▸ EXTRACT PROVIDED:
---

Hard-drive/monitor suddenly not working. Help!!!

page: 1
1

log in

join

posted on Dec, 26 2012 @ 10:16 PM
link   
Hi all.
I need some help fixing my PC. I've owned the thing for about 8 years now with no problems (apart from being slow due to lack of memory).

A few months ago I noticed the monitor would flash off then on for a split second every now and then. This progressed to happening daily. Then in addition to flickering back and forth to a black screen, it would start to look like an old UHF T.V channel being out of tune (flickering, image rolling up, static etc).

The 1st thing I did was check the cables. All connected just fine with power going to all the right places.
Then I checked the video card. Connected just fine.
I thought maybe the video card was playing up, so I removed it, and plugged the monitor into the standard video connection in the harddrive. Same problem occurred.
I tried rolling back the driver, and I had the same problem.

The computer works ok when I boot it up, but only for about an hr and a half, then the flashing/flickering occurs again. If I restart it, it starts bugging out straight away.
So the only way to use it, is once a day for about an hr, then shut it off.

Does anyone here know how to fix the problem, or indeed what's causing it?

Any help is greatly appreciated!
edit on 26-12-2012 by Noinoi because: Title change.




posted on Dec, 26 2012 @ 10:25 PM
link   
Sounds like overheating.

First thing to do is to clean the guts, use a can of compressed air which you can get from any computer parts store or online retailer, use it to blow out all the dust from the inside of your case through the vents paying special attention to any buildup around the heatsink and main fan. I'd also advise posting a picture or two of your guts so we can take a look at the air flow around your case.

If that doesn't help, it could be your psu giving up the ghost, which is a messy replacement on prebuilds, but fortunately very cheap.



posted on Dec, 26 2012 @ 10:34 PM
link   
reply to post by Dispo
 


Cheers, man!
I did give the insides a bit of a clean around the fan connected to the harddrive, but that was basically just me blowing my guts out. I'll give the compressed air a go though.




If that doesn't help, it could be your psu giving up the ghost, which is a messy replacement on prebuilds, but fortunately very cheap.


Is that a lengthy procedure? I'm worried about loosing everything I've got stored on the harddrive.
edit on 26-12-2012 by Noinoi because: Content.

---

▸ TASK LIST:
1. Answer these questions from the thread about the flickering monitor:
(a) About how long has the original poster owned the PC?
(b) After booting, for about how long does the computer work before the flickering starts?
(c) What does the first reply recommend using to blow the dust out of the case?
2. Please carry on the thread about the flickering monitor with the next reply after its last post.

(Segmentation labeling entries)
---

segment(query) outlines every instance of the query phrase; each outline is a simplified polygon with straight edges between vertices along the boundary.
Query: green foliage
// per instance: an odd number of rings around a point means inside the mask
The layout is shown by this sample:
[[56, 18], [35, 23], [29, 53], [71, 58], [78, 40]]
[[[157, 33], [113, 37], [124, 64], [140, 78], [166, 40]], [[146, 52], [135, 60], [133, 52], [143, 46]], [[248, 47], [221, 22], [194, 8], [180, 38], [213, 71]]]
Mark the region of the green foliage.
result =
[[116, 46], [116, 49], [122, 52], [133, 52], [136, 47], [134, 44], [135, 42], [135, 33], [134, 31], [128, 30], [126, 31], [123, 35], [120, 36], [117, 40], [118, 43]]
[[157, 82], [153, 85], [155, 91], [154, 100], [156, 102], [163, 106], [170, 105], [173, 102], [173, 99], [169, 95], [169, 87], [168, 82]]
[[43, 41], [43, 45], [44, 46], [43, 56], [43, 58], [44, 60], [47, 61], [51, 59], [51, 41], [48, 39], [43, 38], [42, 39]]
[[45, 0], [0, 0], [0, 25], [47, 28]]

---

▸ SOLVED PROBLEMS:
1.
(a) About 8 years.
(b) About an hour and a half.
(c) A can of compressed air.

2.
posted on Dec, 26 2012 @ 10:54 PM
link   
reply to post by Noinoi
 


First things first, BUY AN EXTERNAL HARD DRIVE RIGHT NOW, THEY ARE RELATIVELY CHEAP COMPARED TO USB STORAGE DEVICES ETC, AND THEY WILL SAVE YOU SO MUCH TIME AND PAIN IN THE LONG RUN, MAYBE NOT NOW, BUT AT SOME POINT, TOMORROW, NEXT WEEK, 2020, THE END OF THE WORLD, WHATEVER JUST GET ONE.

Sorry about the caps, but yeah, put all your stuff on to the external hdd. I don't know if we're allowed to post retail links on ats, but if we are let me know and I'll look in to aus pricing for you. Over here you can get 2TB for £60 at sale price.

One more thing, the only thing in your case that stores data is the hard drive, a small metallic rectangle that might look like this:


Or this:


I'd just like to point out btw that I might be completely wrong here, I'm just offering you my anecdotal advice based on my past experience with computer problems.

It depends, it's not that big of a deal really, it's only the power supply, if you take it out before it blows you won't lose any data. You have to connect it to ~4 points in the case depending on your motherboard/number of hard drives/video card etc, it's a simple component to install.

The only problem is that prebuilt computers tend to have the power cables stuck right down on the non-removable side of the case - you have to remove almost everything to get to it, which again is simple enough if you're used to it, but for a first timer I wouldn't recommend disassembling and reassembling a computer loaded with valuable documents.

From what you've said, my only two hardware suspicions would be your power supply and motherboard, which I believe you've called a hard drive in your OP. It could be software related, but it's unlikely. Still, it's best to rule that out before you go tinkering with a working system.

Would you describe yourself as tech savvy? If so, I'd advise looking in to ubuntu and installing it along side your windows installation, then trying to run that for a while and see if you have the same problems. Note: don't do this if you don't feel up to it. If you choose the wrong installation options you will lose your data. It might be recoverable but it'll be more hassle than meeting your ex-girlfriend at your wedding.

If you try the above option and it works, hey presto! If you don't want to or it doesn't work the next step is running a defrag/analysis on your hdd to make sure it's still working.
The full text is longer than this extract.